» DATASET ROWS
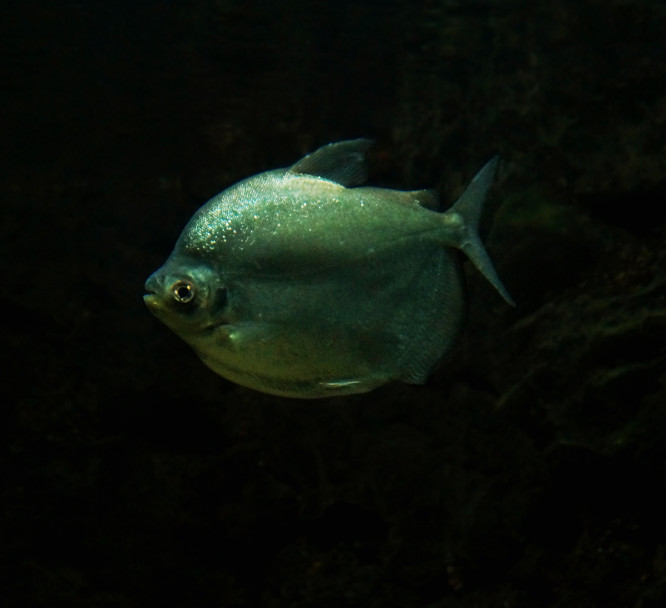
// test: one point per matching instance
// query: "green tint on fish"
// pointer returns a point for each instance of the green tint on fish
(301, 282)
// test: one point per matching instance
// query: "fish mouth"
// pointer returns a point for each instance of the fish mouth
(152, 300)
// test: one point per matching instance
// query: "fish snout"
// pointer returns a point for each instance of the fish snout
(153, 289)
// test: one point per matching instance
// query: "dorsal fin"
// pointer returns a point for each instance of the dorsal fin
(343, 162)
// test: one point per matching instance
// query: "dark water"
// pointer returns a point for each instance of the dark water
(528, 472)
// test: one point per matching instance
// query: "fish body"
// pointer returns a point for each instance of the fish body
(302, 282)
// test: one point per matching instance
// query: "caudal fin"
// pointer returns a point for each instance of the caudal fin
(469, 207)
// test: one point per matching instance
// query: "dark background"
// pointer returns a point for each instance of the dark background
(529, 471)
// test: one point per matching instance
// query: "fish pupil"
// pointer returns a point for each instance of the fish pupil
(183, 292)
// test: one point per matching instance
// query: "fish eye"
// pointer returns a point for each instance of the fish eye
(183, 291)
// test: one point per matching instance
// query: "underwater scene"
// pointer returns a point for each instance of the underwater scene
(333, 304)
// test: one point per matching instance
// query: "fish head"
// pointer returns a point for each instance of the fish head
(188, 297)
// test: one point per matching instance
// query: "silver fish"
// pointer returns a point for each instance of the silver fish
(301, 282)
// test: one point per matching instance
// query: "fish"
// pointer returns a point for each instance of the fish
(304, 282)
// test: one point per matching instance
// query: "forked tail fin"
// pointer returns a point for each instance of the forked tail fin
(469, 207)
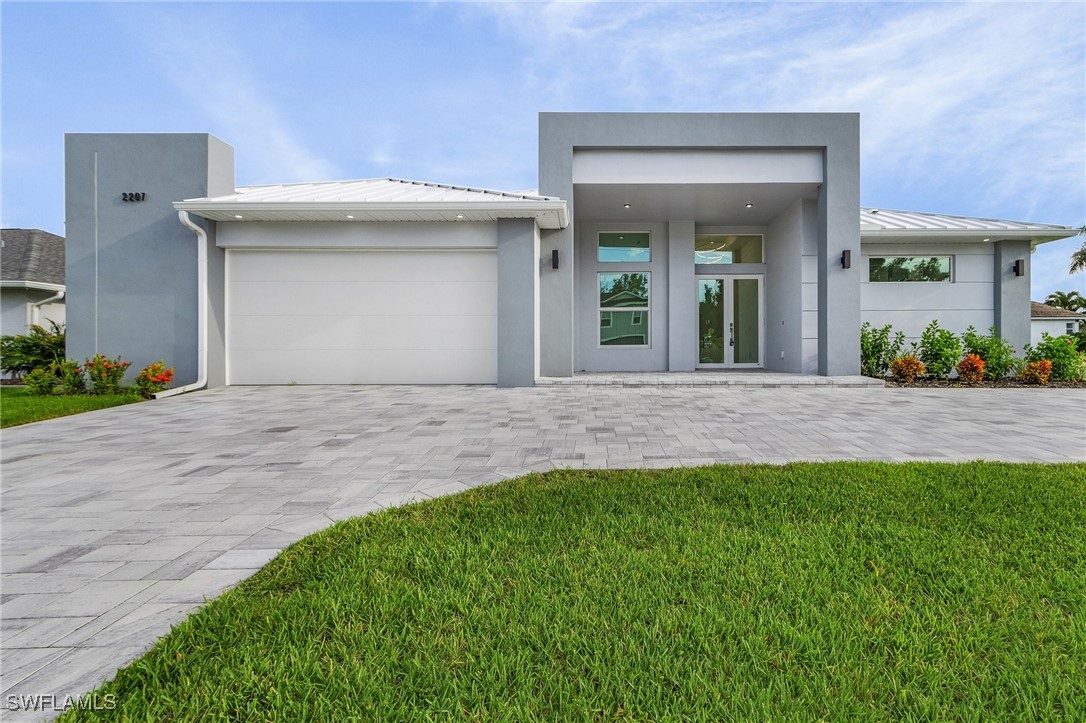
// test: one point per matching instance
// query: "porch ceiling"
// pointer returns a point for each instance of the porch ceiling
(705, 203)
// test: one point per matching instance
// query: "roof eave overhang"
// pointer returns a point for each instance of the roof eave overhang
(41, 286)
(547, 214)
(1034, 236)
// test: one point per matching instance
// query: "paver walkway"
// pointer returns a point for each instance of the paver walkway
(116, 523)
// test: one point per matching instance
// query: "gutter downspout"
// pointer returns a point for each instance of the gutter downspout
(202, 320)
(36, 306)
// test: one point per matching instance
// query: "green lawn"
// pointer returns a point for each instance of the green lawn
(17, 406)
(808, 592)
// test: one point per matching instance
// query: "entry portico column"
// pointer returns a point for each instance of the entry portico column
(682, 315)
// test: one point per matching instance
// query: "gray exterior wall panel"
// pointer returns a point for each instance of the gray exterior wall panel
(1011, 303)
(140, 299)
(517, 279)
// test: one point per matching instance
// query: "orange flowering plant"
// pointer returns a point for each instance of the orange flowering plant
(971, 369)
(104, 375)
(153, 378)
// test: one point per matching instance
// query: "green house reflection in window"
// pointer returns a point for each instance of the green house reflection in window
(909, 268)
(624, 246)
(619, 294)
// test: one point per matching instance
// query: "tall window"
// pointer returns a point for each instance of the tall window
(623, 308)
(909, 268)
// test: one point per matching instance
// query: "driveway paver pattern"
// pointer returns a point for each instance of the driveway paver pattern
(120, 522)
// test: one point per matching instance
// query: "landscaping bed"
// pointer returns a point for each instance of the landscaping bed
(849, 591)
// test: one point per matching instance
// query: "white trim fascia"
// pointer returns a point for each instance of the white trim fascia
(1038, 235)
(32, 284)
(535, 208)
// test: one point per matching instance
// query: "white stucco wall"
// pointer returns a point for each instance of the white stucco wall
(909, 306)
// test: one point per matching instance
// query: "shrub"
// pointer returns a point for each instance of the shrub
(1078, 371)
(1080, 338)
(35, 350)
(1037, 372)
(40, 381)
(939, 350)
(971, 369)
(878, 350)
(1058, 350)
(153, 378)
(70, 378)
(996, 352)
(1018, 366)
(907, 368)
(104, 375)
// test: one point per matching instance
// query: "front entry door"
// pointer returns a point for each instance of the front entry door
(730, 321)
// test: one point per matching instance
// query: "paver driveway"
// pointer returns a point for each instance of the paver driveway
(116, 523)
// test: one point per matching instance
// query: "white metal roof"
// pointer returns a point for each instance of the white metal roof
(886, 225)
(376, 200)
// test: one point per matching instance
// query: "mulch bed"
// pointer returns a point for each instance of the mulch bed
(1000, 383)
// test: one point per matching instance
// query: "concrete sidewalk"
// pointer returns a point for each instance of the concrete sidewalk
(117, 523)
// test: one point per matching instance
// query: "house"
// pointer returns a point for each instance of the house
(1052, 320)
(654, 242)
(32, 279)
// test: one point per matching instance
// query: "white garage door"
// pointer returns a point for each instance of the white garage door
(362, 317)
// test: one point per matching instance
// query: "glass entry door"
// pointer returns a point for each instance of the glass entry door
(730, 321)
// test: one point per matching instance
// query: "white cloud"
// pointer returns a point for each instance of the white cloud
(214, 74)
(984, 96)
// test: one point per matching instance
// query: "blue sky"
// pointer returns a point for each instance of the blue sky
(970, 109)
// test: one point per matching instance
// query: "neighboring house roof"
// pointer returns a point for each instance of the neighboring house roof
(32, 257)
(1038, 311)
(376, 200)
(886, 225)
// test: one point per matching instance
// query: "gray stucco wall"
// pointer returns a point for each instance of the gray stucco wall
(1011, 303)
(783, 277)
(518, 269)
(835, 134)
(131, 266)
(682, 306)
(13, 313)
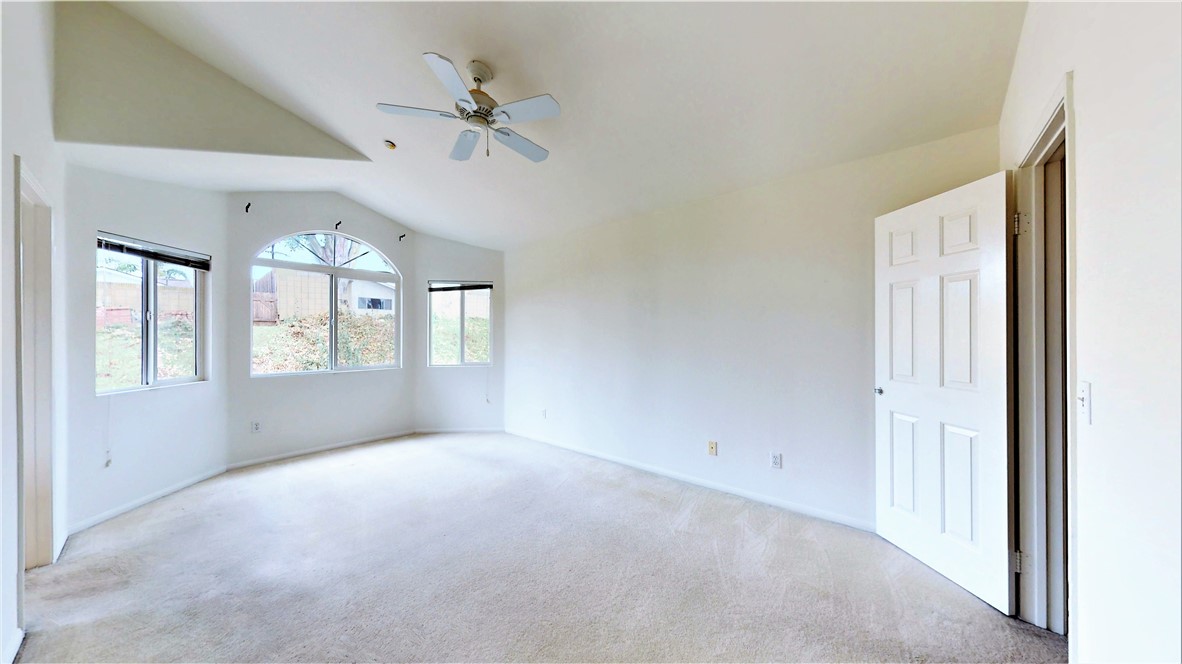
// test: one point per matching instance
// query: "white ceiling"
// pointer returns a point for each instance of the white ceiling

» SET TASK
Pick out and copy each line of the rows above that contains the word "concrete".

» RESULT
// query: "concrete sidewalk"
// pointer returns a point for each instance of the concrete sidewalk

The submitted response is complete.